__Work request__.
Every record, apart from its pictures, should be repeated exactly.

__Record set__.
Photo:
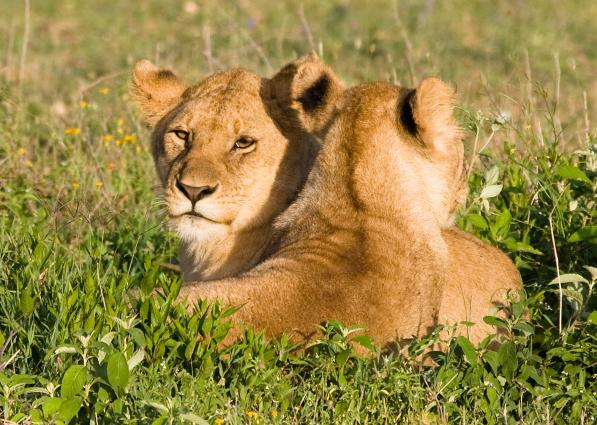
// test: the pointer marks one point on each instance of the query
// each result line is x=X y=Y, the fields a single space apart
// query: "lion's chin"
x=196 y=227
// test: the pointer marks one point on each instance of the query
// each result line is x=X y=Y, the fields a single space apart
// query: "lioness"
x=366 y=242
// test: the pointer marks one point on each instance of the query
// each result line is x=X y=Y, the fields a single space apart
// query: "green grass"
x=80 y=221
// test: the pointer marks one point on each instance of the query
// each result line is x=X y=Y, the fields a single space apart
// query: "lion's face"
x=221 y=157
x=229 y=151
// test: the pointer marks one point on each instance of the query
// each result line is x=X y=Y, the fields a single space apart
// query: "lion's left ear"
x=307 y=90
x=156 y=91
x=428 y=113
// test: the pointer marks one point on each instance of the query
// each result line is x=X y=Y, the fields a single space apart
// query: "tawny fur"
x=367 y=241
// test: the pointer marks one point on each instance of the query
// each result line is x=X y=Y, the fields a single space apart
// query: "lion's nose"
x=195 y=193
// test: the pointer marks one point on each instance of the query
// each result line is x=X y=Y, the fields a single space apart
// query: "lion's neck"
x=220 y=253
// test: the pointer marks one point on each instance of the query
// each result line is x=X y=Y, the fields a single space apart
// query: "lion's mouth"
x=192 y=215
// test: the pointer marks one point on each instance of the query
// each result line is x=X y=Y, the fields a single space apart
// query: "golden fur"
x=232 y=226
x=368 y=240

__Task answer__.
Photo:
// test: the pointer marks one point on each instance of the query
// each result line is x=X y=Y, the fields a single space apart
// query: "lion's chin"
x=196 y=227
// test: the pointer marks one point on each instance of the query
// each result line is x=X y=Y, the fields a single space apart
// query: "lioness"
x=366 y=242
// test: the pointer marks one point on each instance of the query
// each result line is x=X y=Y, the fields a single space apart
// query: "green grass"
x=80 y=221
// test: the pointer marks one point on each instance of the query
// each result line is x=X y=Y, the fields a single space apart
// query: "lion's face"
x=221 y=157
x=229 y=151
// test: the pointer marks one point on each instance of the query
// each result line is x=X y=Y, the fields a single space apart
// query: "lion's left ear"
x=307 y=90
x=156 y=91
x=428 y=113
// test: the pointer marks one point on each instance of the query
// each result line is x=X y=Y, the fields a single space apart
// query: "tawny fur"
x=367 y=241
// test: the pointer marks one point on each instance of the query
// each result line is x=X y=Y, the fields a single space apart
// query: "lion's nose"
x=195 y=193
// test: the pointer marks one point on each instance of the query
// each result line is x=X y=Y, the fields a single space apart
// query: "lion's neck"
x=220 y=253
// test: the pointer marks one point on each instance of the query
// each result line is x=X y=Y, the fields a single space apart
// query: "lion's mouth"
x=192 y=215
// test: the pointer marks one point on each instance of the query
// each result line is x=X y=Y, the fields a single space apart
// query: "golden fur"
x=232 y=226
x=368 y=240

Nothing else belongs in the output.